**About this exercise**
Continue the excerpt below about laser desorption and FTICR mass spectrometry, picking up right after its final sentence.

**Excerpt**
::::::
Laser desorption is normally used in the presence of a matrix, such as matrix-assisted laser desorption/ionization (MALDI), but research has combined techniques of laser desorption in atmospheric pressure conditions to produce a method that does not use a matrix or discharge. This method is able to help with smaller compounds, and generates both positive and negative ions for detection. A transmission geometry is taken as the beam and spray are guided at a $180^\circ$angle into the coupled MS. Studies have shown the detection of organic compounds such as: farnesene, squalene, tetradecahydroanthracene, 5-alpha cholestane, perylene, benzoperylene, coronene, tetradecylprene, dodecyl sulfide, benzodiphenylene sulfide, dibenzosuberone, carbazole, and elipticine. This method was also seen to be coupled with the mass spectroscopy technique, FTICR, to detect shale oils and some smaller nitrogen containing aromatics.

=== Mass spectrometry ===
Fourier transform ion cyclotron resonance (FTICR) is a technique that is normally coupled with electrospray ionization (ESI), DESI, or DART, which allows for the detection of polar compounds. DAPPI allows for a broader range of polarities to be detected, and a range of molecular weights. Without separation or sample preparation, DAPPI is able to thermally desorb compounds such as oak biochars. The study did cite an issue with DAPPI. If the sample is not homogeneous, then the neutral ions will ionize only the surface, which does not provide an accurate detection for the substance. The scanning of the FTICR allows for the detection of complex compounds with high resolution, which leads to the ability to analyze elemental composition.
::::::
**Dataset entries**
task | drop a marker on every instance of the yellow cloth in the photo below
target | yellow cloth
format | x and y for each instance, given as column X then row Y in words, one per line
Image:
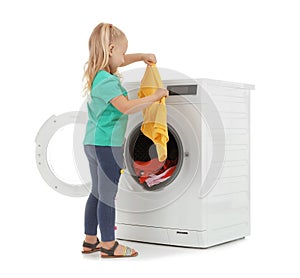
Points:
column 155, row 116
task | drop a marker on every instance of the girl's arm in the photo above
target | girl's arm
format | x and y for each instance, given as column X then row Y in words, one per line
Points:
column 135, row 105
column 136, row 57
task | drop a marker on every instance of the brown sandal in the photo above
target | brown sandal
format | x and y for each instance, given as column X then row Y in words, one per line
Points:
column 111, row 252
column 92, row 246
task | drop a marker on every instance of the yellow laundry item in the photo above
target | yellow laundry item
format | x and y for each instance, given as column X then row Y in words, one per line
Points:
column 155, row 116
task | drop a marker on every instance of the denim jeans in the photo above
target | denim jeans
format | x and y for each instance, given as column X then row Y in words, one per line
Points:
column 105, row 164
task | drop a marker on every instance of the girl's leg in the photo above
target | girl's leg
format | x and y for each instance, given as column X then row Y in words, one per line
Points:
column 111, row 161
column 90, row 217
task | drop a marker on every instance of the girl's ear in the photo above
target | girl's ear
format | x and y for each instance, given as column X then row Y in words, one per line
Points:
column 111, row 48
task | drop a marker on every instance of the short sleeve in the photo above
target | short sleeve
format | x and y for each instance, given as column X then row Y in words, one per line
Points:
column 107, row 88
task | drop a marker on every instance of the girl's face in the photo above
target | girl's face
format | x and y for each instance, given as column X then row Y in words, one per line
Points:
column 117, row 54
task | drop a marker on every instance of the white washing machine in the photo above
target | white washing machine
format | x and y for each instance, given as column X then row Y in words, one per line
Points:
column 207, row 199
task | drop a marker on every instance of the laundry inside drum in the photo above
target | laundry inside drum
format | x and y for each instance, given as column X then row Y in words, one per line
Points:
column 143, row 162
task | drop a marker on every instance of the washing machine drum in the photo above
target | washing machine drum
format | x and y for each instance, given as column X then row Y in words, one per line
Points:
column 142, row 160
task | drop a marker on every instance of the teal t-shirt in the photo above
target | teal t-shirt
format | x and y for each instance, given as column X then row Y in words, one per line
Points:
column 106, row 125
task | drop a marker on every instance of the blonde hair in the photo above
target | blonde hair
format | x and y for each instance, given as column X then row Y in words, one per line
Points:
column 103, row 35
::::::
**Output for this task**
==Applications==
DAPPI can analyze both polar (e.g. verapamil) and nonpolar (e.g. anthracene) compounds. This technique has an upper detection limit of 600 Da. Compared to desorption electrostray ionization (DESI), DAPPI is less likely to be contaminated by biological matrices. DAPPI was also seen to be more sensitive and contain less background noise than popular techniques such as direct analysis in real time (DART). Performance of DAPPI has also been demonstrated on direct analysis of illicit drugs. Other applications include lipid detection and drug analysis sampling. Lipids can be detected through a coupling procedure with orbitrap mass spectroscopy. DAPPI has also been known to couple with liquid chromotography and gas chromotography mass spectroscopy for the analysis of drugs and aerosol compounds. Studies have also shown where DAPPI has been used to find harmful organic compounds in the environment and in food, such as polycyclic aromatic hydrocarbons (PAH) and pesticides.